| INSTRUCTION 1 |
In the passage on toothing, on what date did the forum's creators admit the whole thing was a hoax?
| INSTRUCTION 2 |
Pull out every line of the listing that contains the string "bounding", matching case exactly.

*** PASSAGE GIVEN ***

Toothing was originally a media hoax that claimed that Bluetooth-enabled mobile phones or PDAs were being used to arrange random sexual encounters.


It appears that toothing started around March 2004, in the form of a fake forum designed by Ste Curran, then Editor at Large at games magazine Edge, and ex-journalist Simon Byron. On April 4, 2005, the creators of the forum admitted that the whole thing was a hoax.The Triforce Blog Archives Toothing

In toothing, a Bluetooth device is used to "discover" other enabled devices within about 30 feet (10 meters), then send the expression toothing? as an initial greeting. In addition, or when sending of text messages via Bluetooth is not possible, the Bluetooth name of the phone can be set to toothing? or something else to indicate interest. Since the hoax, there have been real Bluetooth dating devices to hit the market.

*** EXTRACTED MATERIAL ***

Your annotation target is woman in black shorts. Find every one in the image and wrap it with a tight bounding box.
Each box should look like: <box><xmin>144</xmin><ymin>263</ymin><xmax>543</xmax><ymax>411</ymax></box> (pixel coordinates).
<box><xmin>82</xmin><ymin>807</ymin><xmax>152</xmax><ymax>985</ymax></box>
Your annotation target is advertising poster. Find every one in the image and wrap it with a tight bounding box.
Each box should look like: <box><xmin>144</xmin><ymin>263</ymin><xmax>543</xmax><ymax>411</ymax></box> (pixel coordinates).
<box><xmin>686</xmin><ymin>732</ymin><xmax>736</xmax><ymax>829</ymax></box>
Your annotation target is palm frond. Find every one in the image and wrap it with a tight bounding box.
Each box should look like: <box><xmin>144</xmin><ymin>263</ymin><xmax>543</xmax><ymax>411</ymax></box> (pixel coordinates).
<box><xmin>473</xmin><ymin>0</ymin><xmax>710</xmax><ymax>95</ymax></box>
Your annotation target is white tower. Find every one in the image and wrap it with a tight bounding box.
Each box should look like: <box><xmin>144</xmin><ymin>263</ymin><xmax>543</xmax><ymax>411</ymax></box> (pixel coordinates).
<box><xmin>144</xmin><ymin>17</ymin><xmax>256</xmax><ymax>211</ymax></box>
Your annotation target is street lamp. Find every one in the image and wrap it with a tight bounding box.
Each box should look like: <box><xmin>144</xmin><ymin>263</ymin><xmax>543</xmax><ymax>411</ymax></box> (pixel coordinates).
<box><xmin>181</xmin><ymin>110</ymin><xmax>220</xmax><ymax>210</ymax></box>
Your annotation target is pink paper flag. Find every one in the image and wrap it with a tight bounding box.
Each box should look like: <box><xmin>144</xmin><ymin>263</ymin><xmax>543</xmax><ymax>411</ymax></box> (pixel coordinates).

***

| CORRECT RESPONSE 1 |
April 4, 2005.

| CORRECT RESPONSE 2 |
Your annotation target is woman in black shorts. Find every one in the image and wrap it with a tight bounding box.
Your annotation target is advertising poster. Find every one in the image and wrap it with a tight bounding box.
Your annotation target is palm frond. Find every one in the image and wrap it with a tight bounding box.
Your annotation target is white tower. Find every one in the image and wrap it with a tight bounding box.
Your annotation target is street lamp. Find every one in the image and wrap it with a tight bounding box.
Your annotation target is pink paper flag. Find every one in the image and wrap it with a tight bounding box.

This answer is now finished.